→ THE PROBLEM
Exact copies of the lines below are the goal; any images in them are dropped.
--- EXTRACTED ENTRIES ---
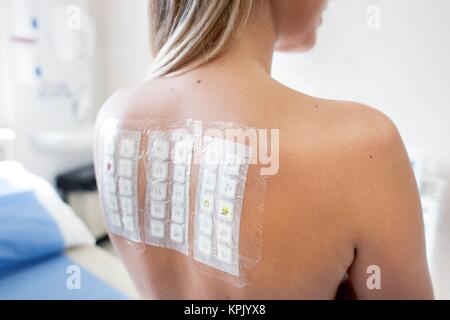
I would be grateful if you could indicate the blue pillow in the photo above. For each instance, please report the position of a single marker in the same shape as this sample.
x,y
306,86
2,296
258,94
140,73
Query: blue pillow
x,y
27,231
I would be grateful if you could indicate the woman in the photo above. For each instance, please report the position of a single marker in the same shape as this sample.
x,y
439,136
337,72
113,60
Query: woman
x,y
342,212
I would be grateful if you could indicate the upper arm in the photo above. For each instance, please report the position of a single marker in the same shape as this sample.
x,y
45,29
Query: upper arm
x,y
387,219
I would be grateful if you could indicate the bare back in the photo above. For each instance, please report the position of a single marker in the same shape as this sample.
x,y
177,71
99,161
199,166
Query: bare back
x,y
323,210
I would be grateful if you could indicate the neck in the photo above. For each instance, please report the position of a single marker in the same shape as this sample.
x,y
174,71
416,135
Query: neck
x,y
253,49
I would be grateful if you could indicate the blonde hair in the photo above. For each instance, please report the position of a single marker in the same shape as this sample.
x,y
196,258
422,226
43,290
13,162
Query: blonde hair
x,y
187,33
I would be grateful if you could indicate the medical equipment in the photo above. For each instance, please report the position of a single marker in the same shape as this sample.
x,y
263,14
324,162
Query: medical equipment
x,y
223,230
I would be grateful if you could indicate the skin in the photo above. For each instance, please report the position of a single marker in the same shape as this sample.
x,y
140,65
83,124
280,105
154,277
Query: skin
x,y
344,198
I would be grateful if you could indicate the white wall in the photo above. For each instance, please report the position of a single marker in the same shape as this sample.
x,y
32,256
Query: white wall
x,y
403,69
121,57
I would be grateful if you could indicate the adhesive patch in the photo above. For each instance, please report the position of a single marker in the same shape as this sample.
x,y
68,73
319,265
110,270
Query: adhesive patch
x,y
220,191
158,156
119,188
169,155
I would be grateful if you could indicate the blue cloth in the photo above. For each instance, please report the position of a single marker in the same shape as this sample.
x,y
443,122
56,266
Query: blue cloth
x,y
47,279
27,231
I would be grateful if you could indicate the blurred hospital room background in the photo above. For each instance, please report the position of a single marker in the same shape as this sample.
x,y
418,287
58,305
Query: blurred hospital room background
x,y
60,60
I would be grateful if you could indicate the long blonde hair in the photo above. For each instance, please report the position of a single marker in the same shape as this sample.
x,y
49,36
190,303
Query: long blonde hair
x,y
187,33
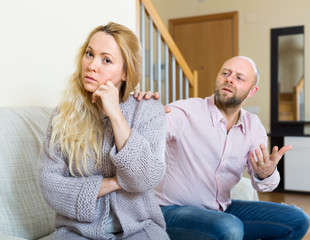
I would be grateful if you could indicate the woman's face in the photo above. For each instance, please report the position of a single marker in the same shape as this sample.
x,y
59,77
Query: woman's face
x,y
102,62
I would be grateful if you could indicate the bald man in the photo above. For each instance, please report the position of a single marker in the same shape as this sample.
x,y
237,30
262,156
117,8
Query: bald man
x,y
209,144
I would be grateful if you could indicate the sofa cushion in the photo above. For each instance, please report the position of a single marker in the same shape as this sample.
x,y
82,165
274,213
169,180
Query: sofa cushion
x,y
23,211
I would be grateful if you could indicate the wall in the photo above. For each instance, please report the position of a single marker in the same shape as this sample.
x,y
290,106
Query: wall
x,y
256,18
40,39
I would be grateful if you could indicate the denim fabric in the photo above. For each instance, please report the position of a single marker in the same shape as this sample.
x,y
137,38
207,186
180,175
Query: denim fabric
x,y
241,220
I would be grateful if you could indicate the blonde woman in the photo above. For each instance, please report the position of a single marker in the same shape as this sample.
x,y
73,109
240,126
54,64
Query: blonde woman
x,y
103,153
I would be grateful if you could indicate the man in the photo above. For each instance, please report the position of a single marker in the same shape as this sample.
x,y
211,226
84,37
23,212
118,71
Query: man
x,y
209,143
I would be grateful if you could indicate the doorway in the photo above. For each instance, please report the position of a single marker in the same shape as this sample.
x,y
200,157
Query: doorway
x,y
206,42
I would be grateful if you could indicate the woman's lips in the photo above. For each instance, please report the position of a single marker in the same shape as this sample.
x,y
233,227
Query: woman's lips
x,y
227,90
89,79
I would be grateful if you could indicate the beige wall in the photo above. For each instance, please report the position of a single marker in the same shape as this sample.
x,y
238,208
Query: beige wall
x,y
256,18
40,39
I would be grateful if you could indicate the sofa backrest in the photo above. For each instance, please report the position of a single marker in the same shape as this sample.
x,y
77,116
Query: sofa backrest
x,y
23,211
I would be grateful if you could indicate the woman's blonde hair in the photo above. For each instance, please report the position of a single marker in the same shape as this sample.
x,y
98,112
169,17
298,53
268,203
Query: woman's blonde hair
x,y
77,128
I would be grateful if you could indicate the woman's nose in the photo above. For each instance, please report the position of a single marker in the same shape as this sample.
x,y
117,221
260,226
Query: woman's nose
x,y
93,65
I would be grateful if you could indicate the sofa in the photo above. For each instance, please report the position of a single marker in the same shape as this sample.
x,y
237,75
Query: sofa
x,y
23,212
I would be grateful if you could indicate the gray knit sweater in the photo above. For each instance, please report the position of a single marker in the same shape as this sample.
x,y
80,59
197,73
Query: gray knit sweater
x,y
139,167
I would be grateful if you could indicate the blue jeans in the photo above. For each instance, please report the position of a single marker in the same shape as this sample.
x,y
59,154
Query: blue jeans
x,y
241,220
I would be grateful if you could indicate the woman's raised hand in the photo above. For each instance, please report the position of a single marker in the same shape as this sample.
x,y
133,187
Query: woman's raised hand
x,y
109,96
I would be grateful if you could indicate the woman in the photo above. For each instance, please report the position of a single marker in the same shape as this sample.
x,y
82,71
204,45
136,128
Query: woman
x,y
104,151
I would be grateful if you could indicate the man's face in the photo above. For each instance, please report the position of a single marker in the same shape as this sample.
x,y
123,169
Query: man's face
x,y
234,83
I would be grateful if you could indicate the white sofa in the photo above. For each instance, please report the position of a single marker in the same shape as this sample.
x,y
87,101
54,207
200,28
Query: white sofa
x,y
23,211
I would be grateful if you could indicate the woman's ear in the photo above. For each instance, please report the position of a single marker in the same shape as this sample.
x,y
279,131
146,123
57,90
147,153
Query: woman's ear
x,y
124,76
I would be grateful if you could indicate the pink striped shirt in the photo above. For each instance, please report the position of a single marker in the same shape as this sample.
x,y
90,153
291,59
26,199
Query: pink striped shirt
x,y
204,162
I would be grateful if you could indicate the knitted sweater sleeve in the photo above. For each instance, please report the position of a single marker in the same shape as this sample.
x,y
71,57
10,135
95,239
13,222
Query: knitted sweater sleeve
x,y
72,197
140,163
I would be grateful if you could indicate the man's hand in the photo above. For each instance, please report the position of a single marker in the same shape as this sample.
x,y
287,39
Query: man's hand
x,y
266,164
146,95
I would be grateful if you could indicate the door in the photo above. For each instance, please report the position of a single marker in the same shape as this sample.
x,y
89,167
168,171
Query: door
x,y
206,42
---
→ ANSWER BOX
I would be grateful if you could indicate the blue pillow in the photo above. For each instance, please report the position of a single marker in the same shape as this sample.
x,y
306,86
2,296
258,94
140,73
Query: blue pillow
x,y
27,231
I would be grateful if you could indicate the woman in the photo above. For each instance, please report the position of a single marker in the same shape as this sample.
x,y
439,136
337,72
113,60
Query: woman
x,y
342,212
I would be grateful if you could indicate the upper arm in the photo above. For each instance, please report the position of a single marker in the same shape as this sample.
x,y
45,29
Query: upper arm
x,y
387,219
I would be grateful if you could indicate the bare back in the photo above. For each instance, please report the position of a single marker in the same shape as this sample.
x,y
177,71
99,161
199,166
Query: bare back
x,y
323,210
I would be grateful if you could indicate the neck in the photo above. For each instance, please report the position of a single marker in the same shape as this sample.
x,y
174,71
416,135
Query: neck
x,y
253,49
I would be grateful if you could indicate the blonde hair in the photo above. For each instance, please report the position of a single marker in the same shape as this sample.
x,y
196,258
422,226
43,290
13,162
Query: blonde hair
x,y
187,33
I would be grateful if you could indicate the medical equipment in the photo above. For each instance, please report the position of a single marker in the same shape as this sample.
x,y
263,14
324,162
Query: medical equipment
x,y
223,230
I would be grateful if you could indicate the skin in the photo above. For each instance, please report the position of a single marker in the same shape as this sample.
x,y
140,65
83,124
280,105
154,277
Query: skin
x,y
344,198
I would be grateful if you could indicate the white wall in the photo above. For each instance, please report the position of a single marker in the same shape as this sample.
x,y
32,256
Query: white wall
x,y
403,69
121,57
I would be grateful if you could indicate the adhesive patch in the photo above. For each instance, please report the position of a single marker in the same shape as this sample.
x,y
68,73
319,265
110,270
Query: adhesive patch
x,y
220,191
158,156
119,188
169,155
I would be grateful if you could indicate the blue cloth in the photo above. For each instance, please report the position of a single marker in the same shape as this sample.
x,y
443,122
56,266
Query: blue cloth
x,y
47,279
27,231
I would be grateful if you could indicate the blurred hospital room background in the photo above. For each instance, please report the position of a single marker in the same shape as this sample.
x,y
418,287
58,305
Query: blurred hospital room background
x,y
60,60
I would be grateful if you could indicate the long blonde hair in the photo above. For each instance, please report the position of a single marker in the same shape as this sample.
x,y
49,36
190,303
Query: long blonde hair
x,y
187,33
I would be grateful if you could indicate the woman's face in the photo above. For each instance, please report the position of a single marker in the same shape as this sample.
x,y
59,77
Query: woman's face
x,y
102,62
I would be grateful if you could indicate the bald man in the photo above. For each instance, please report the position of a single marker in the same shape as this sample.
x,y
237,30
262,156
117,8
Query: bald man
x,y
209,144
I would be grateful if you could indicate the sofa cushion in the photo above. For each instance, please report the position of a single marker in the same shape as this sample.
x,y
82,165
274,213
169,180
Query: sofa cushion
x,y
23,211
I would be grateful if you could indicate the wall in the photo above. For each instance, please report the position of a single marker in the same shape as this sample.
x,y
290,106
Query: wall
x,y
256,18
40,39
I would be grateful if you could indicate the denim fabric in the photo above. For each instance, please report the position of a single marker in the same shape as this sample.
x,y
137,38
207,186
180,175
Query: denim fabric
x,y
241,220
I would be grateful if you could indicate the blonde woman in the photo above. For each instance, please report the position of a single marker in the same shape as this sample.
x,y
73,109
240,126
54,64
Query: blonde woman
x,y
103,153
I would be grateful if you could indicate the man in the photo above. For each instance, please report the position of a single marker in the same shape as this sample.
x,y
211,226
84,37
23,212
118,71
Query: man
x,y
209,143
I would be grateful if you could indicate the doorway in the photo above. For each instance, please report the position of a single marker in the same shape as this sample.
x,y
200,157
Query: doorway
x,y
206,42
I would be grateful if you could indicate the woman's lips in the photo above. For each instance, please report the position of a single marker in the same shape as this sample.
x,y
233,227
Query: woman's lips
x,y
227,90
89,79
I would be grateful if you could indicate the beige wall in the photo above. For each instance, please report the position of a single marker in the same shape as this sample.
x,y
238,208
Query: beige wall
x,y
256,18
40,39
I would be grateful if you could indicate the sofa backrest in the photo above. For each instance, please report the position of a single marker in the same shape as this sample.
x,y
77,116
Query: sofa backrest
x,y
23,211
I would be grateful if you could indicate the woman's blonde hair in the photo above. For each instance, please report the position of a single marker in the same shape as this sample.
x,y
98,112
169,17
298,53
268,203
Query: woman's blonde hair
x,y
77,128
I would be grateful if you could indicate the woman's nose in the photo above. For each instance, please report the position of a single marker in the same shape as this sample.
x,y
117,221
260,226
Query: woman's nose
x,y
93,65
I would be grateful if you could indicate the sofa in the photo above. For each instance, please report the position of a single marker in the same shape as this sample.
x,y
237,75
Query: sofa
x,y
23,212
I would be grateful if you could indicate the gray knit sweater in the photo above. For each instance, please report the position of a single marker in the same shape as this sample.
x,y
80,59
197,73
Query: gray knit sweater
x,y
139,167
I would be grateful if you could indicate the blue jeans in the photo above. For each instance, please report the position of a single marker in the same shape as this sample.
x,y
59,154
Query: blue jeans
x,y
241,220
I would be grateful if you could indicate the woman's raised hand in the photo above. For each instance, please report the position of a single marker in the same shape as this sample.
x,y
133,187
Query: woman's raised hand
x,y
109,96
I would be grateful if you could indicate the woman in the photo above. For each instance, please report the position of a single marker in the same shape as this sample.
x,y
82,71
204,45
136,128
Query: woman
x,y
104,151
I would be grateful if you could indicate the man's face in the photo above. For each instance, please report the position of a single marker in the same shape as this sample.
x,y
123,169
Query: man's face
x,y
234,83
I would be grateful if you could indicate the white sofa in the photo above. For each instance, please report the position of a single marker in the same shape as this sample.
x,y
87,101
54,207
200,28
Query: white sofa
x,y
23,211
I would be grateful if you could indicate the woman's ear in the photo above. For each instance, please report the position of a single marker in the same shape as this sample.
x,y
279,131
146,123
57,90
147,153
Query: woman's ear
x,y
124,76
I would be grateful if you could indicate the pink striped shirt in the photo above. For each instance, please report the position of a single marker in the same shape as this sample.
x,y
90,153
291,59
26,199
Query: pink striped shirt
x,y
204,162
I would be grateful if you could indicate the knitted sweater sleeve in the photo above. For each instance, please report the position of a single marker in the same shape as this sample.
x,y
71,57
10,135
95,239
13,222
Query: knitted sweater sleeve
x,y
72,197
140,163
I would be grateful if you could indicate the man's hand in the photo above. For each instance, please report the position of a single marker in the same shape as this sample.
x,y
287,39
Query: man's hand
x,y
266,164
146,95
I would be grateful if you could indicate the door in the photo above. For each instance, please report the position of a single marker in the same shape as this sample.
x,y
89,167
168,171
Query: door
x,y
206,42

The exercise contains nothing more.